Robert M. Levin, Ph.D.

Bio: 

Education

Post-doctoral Fellowship, Department of Pharmacology, Medical College of Pennsylvania
Ph.D., University of Pennsylvania (Pharmacology)
M.S., University of Pennsylvania (Pharmacology)
B.S., Albright College

Research Interests

Dr. Levin's principal areas of research are: Lower Urinary Tract Physiology, Pharmacology, and Pathology. 

Bladder dysfunction secondary to benign prostatic hyperplasia (BPH) is the most common affliction of aging men. BPH can initiate changes associated with lower urinary tract symptoms. Urgency, frequency, and nocturia are irritative voiding symptoms. Reduced flow rate, reduced micturition pressure, overactive bladder syndrome, increased duration of micturition, and incomplete emptying are signs of obstructive dysfunction. Although these symptoms are related to the enlarging prostate; the medical problems are related to the effects of a partial urethral obstruction on bladder function. In man, it is difficult to investigate the cellular mechanisms by which obstructive bladder dysfunction secondary to BPH occurs. However, many of the functional changes associated with human bladder pathology can be induced in a rabbit model of bladder partial outlet obstruction.

Women are subject to several specific urological dysfunctions that are uncommon in men. Three such dysfunctions are interstitial cystitis (IC), recurrent urinary tract infection, and incontinence. IC is a debilitating disease whose symptoms include urgency, frequency, and severe pain upon distension of the bladder (during normal filling). We have animal models of these dysfunctions that we use to identify the etiology of the dysfunctions, and to develop novel and effective therapies.

Selected Publications

Lin, W-Y, Radu, F., Schuler, C. Leggett, R.E., Mannikarottu, A. and Levin, R.M. Effect of ovariectomy and estrogen therapy on the free fatty acid content, endogenous lipase activity, and phospholipid content of the rabbit urinary bladder. Urology.

Chou, E, C-L, Whitbeck, C., Borow, A., Burden, O., Mays, P., and Levin, R.M. The effect of intravesical ketoprofen on Ach-evoked urinary bladder contractility and hyperreflexia in the anesthetized rabbit model. Int. J. Urology and Nephrol. 39: 1055-1059, 2008.

Source information:
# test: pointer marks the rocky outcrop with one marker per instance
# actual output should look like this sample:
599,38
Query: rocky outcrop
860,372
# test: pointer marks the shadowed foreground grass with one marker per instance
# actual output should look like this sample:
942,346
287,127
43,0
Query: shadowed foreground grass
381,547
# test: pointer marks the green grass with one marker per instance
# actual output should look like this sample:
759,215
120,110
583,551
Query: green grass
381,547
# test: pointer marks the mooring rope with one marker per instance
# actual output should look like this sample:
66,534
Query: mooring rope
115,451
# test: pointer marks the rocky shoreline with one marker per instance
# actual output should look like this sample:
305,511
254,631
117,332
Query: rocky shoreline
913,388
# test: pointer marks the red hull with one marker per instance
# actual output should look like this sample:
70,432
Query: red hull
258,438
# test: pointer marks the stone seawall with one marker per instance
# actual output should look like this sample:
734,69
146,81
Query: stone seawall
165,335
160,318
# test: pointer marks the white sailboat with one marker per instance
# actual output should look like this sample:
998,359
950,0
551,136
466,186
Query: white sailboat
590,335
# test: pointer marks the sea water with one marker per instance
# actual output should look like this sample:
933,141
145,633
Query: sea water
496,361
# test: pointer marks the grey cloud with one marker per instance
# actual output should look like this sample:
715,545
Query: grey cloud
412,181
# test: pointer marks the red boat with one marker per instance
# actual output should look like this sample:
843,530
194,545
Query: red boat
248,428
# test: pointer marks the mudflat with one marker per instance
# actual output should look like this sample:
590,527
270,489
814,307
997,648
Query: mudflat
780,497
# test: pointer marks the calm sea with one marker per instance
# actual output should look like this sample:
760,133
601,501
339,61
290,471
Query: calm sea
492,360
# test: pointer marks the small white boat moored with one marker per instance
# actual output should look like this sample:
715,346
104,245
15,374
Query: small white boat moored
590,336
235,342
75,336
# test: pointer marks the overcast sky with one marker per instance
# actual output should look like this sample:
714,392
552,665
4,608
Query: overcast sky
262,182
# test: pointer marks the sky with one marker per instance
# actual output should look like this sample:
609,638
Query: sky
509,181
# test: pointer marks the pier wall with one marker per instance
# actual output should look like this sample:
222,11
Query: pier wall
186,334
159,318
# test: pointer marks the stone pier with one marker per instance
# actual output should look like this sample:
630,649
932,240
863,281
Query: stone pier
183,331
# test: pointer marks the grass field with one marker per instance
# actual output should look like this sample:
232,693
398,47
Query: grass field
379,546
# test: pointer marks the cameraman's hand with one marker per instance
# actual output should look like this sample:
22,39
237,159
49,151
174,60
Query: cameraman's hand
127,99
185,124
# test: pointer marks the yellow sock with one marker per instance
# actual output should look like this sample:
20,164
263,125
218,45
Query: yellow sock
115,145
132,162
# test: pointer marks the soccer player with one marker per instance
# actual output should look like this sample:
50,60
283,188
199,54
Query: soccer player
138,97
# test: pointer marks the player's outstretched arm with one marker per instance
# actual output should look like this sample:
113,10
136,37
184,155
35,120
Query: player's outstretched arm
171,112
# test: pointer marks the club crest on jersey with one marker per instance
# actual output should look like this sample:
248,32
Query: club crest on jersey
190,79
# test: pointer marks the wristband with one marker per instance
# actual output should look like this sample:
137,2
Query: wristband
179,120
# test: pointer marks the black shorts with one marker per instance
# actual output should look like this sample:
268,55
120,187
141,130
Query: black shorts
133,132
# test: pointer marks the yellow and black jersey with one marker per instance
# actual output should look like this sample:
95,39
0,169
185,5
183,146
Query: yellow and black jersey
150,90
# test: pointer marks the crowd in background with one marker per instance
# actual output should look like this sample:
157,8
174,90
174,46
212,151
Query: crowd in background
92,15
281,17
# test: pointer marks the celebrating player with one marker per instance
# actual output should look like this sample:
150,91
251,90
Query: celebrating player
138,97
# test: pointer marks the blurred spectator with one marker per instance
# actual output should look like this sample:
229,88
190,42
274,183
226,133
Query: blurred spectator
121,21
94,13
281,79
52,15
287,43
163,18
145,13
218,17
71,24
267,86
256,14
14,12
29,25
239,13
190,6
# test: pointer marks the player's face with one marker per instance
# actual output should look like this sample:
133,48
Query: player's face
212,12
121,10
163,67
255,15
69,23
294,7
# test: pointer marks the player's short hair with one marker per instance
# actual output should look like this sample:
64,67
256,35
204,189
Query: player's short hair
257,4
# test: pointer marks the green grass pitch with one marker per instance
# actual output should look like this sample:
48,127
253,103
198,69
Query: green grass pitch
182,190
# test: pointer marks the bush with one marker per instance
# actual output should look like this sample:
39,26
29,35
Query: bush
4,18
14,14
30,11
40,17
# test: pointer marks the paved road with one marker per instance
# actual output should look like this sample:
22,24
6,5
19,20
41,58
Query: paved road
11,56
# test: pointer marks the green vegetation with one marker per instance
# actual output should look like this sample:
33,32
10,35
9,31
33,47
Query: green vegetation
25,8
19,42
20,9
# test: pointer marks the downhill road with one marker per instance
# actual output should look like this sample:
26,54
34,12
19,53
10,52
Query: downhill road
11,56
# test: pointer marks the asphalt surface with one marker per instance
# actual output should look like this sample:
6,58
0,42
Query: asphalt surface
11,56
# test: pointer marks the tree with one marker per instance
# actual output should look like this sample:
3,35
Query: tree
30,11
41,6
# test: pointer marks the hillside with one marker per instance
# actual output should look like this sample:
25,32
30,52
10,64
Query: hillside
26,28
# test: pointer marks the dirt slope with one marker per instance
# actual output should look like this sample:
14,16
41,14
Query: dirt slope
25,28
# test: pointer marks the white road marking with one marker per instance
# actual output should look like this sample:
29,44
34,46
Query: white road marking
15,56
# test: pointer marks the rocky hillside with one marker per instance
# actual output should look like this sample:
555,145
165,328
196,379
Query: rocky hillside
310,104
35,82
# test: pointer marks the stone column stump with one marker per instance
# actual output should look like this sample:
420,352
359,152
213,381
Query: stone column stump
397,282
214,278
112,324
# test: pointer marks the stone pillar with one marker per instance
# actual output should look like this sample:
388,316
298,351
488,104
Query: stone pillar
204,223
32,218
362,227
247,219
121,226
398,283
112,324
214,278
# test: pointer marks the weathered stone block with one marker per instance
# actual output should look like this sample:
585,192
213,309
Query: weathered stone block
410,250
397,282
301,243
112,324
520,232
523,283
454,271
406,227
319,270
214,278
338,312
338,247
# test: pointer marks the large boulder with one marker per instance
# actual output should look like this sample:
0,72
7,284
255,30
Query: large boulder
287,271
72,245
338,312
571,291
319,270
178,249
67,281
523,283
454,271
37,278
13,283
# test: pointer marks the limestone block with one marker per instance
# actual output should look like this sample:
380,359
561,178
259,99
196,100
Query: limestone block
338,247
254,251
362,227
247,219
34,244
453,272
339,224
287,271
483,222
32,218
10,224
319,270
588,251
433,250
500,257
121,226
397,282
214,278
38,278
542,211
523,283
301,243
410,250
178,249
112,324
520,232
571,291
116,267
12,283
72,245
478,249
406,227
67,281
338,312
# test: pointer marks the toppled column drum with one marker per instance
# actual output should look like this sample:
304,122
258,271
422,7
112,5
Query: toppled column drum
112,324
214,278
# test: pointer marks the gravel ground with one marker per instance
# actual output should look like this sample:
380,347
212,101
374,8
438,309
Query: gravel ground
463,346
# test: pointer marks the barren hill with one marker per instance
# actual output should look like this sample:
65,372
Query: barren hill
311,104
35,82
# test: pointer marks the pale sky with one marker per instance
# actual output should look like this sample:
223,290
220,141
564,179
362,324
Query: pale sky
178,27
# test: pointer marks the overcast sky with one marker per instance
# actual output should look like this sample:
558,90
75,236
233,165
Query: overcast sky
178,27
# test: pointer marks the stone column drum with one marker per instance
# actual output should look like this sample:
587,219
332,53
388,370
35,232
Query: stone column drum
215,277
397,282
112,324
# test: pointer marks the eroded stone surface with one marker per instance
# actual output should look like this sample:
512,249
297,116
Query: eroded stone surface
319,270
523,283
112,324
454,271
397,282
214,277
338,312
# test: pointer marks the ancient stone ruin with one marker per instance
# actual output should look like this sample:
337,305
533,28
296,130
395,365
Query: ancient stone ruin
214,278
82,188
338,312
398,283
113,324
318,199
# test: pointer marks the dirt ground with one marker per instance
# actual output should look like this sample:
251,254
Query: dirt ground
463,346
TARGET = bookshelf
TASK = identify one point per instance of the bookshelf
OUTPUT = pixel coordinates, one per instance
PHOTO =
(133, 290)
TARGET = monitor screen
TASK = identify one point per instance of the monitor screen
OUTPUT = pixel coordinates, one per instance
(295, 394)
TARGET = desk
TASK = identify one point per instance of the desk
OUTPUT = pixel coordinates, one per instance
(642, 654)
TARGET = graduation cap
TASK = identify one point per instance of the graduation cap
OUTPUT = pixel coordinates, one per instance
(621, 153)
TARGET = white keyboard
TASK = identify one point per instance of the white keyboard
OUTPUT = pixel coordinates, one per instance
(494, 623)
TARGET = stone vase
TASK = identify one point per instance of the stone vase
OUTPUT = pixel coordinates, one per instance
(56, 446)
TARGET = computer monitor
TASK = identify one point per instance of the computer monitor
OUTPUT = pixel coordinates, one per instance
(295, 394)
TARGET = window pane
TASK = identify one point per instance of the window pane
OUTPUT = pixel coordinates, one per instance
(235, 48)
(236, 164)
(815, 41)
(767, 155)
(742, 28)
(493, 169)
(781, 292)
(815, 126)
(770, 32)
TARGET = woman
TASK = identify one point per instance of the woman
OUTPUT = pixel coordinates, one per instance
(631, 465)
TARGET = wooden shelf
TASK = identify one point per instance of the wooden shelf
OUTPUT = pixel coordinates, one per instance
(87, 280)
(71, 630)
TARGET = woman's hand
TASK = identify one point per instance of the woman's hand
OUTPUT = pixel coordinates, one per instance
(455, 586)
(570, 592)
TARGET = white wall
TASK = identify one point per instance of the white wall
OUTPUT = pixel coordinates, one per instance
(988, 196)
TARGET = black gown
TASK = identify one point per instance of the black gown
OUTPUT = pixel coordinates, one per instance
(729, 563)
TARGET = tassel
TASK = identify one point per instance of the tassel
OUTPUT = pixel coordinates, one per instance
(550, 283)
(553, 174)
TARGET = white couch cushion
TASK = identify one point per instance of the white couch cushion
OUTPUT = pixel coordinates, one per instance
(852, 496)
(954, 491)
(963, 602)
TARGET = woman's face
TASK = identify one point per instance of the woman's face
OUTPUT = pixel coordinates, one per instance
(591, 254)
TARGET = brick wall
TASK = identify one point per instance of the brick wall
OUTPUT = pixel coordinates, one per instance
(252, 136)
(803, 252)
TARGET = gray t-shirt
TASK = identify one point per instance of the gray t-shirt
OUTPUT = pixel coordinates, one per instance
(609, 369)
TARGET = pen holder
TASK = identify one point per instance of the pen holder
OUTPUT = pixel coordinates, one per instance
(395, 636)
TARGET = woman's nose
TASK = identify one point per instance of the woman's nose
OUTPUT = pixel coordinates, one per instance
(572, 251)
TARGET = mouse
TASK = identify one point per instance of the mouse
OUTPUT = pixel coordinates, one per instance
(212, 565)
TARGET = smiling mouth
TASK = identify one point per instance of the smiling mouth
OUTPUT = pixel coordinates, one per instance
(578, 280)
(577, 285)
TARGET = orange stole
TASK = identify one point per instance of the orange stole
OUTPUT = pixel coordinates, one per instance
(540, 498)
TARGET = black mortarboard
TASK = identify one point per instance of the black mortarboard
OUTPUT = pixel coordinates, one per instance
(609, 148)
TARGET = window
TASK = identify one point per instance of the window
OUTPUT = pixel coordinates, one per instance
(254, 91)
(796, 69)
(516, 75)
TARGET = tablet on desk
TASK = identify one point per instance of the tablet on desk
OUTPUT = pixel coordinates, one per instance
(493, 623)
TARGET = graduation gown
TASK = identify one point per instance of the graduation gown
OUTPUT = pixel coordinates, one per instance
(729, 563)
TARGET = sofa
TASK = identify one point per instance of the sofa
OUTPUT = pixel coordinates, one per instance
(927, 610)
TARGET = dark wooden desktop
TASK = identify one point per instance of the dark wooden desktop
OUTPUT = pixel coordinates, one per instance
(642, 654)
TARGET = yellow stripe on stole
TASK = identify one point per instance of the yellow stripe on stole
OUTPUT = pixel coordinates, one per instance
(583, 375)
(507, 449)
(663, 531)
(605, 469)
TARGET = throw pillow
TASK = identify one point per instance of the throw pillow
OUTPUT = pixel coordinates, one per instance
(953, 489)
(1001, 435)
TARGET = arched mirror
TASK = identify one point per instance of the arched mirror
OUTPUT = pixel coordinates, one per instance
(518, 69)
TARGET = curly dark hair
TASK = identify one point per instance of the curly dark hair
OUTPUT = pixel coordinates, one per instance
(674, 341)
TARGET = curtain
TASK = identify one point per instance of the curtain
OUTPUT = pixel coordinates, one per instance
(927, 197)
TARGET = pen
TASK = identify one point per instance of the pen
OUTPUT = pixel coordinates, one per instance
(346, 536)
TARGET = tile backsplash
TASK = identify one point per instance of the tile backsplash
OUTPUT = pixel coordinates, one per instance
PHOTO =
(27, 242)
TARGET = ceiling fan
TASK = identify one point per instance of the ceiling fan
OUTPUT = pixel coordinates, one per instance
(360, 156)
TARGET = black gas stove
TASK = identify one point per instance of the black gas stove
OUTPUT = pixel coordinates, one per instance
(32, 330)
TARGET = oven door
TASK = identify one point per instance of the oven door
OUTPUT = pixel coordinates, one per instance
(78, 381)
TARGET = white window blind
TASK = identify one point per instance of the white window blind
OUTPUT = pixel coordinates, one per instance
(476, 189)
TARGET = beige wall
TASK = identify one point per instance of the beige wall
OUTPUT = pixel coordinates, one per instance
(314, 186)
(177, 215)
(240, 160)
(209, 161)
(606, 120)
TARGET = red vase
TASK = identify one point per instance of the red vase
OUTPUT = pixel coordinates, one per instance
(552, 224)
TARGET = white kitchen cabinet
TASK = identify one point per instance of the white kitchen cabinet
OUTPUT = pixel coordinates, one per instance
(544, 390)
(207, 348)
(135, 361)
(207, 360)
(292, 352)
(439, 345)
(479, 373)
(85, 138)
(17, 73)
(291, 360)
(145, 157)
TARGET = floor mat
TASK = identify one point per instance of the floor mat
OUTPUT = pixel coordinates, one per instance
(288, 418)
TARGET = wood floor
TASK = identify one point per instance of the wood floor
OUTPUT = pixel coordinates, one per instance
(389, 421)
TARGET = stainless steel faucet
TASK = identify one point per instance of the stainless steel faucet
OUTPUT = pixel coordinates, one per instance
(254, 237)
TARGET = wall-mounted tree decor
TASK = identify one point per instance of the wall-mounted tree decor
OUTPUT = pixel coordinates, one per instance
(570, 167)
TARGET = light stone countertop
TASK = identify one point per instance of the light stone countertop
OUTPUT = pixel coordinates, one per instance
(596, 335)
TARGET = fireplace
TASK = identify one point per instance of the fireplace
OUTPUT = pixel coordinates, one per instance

Requirement A:
From the faculty profile, extract the passage that begins at the words "Lin, W-Y, Radu, F., Schuler, C." and stops after the words "39: 1055-1059, 2008.".
Requirement B:
Summarize the faculty profile in two sentences.
The lines have nothing to do with the faculty profile.

Exercise solution A:
Lin, W-Y, Radu, F., Schuler, C. Leggett, R.E., Mannikarottu, A. and Levin, R.M. Effect of ovariectomy and estrogen therapy on the free fatty acid content, endogenous lipase activity, and phospholipid content of the rabbit urinary bladder. Urology.

Chou, E, C-L, Whitbeck, C., Borow, A., Burden, O., Mays, P., and Levin, R.M. The effect of intravesical ketoprofen on Ach-evoked urinary bladder contractility and hyperreflexia in the anesthetized rabbit model. Int. J. Urology and Nephrol. 39: 1055-1059, 2008.

Exercise solution B:
Robert M. Levin, Ph.D., holds pharmacology degrees from the University of Pennsylvania, and his principal research areas are lower urinary tract physiology, pharmacology, and pathology. That research covers bladder dysfunction secondary to benign prostatic hyperplasia, many of whose changes can be induced in a rabbit model of partial outlet obstruction, and urological dysfunctions specific to women, such as interstitial cystitis, which are studied in animal models to identify their causes and develop therapies.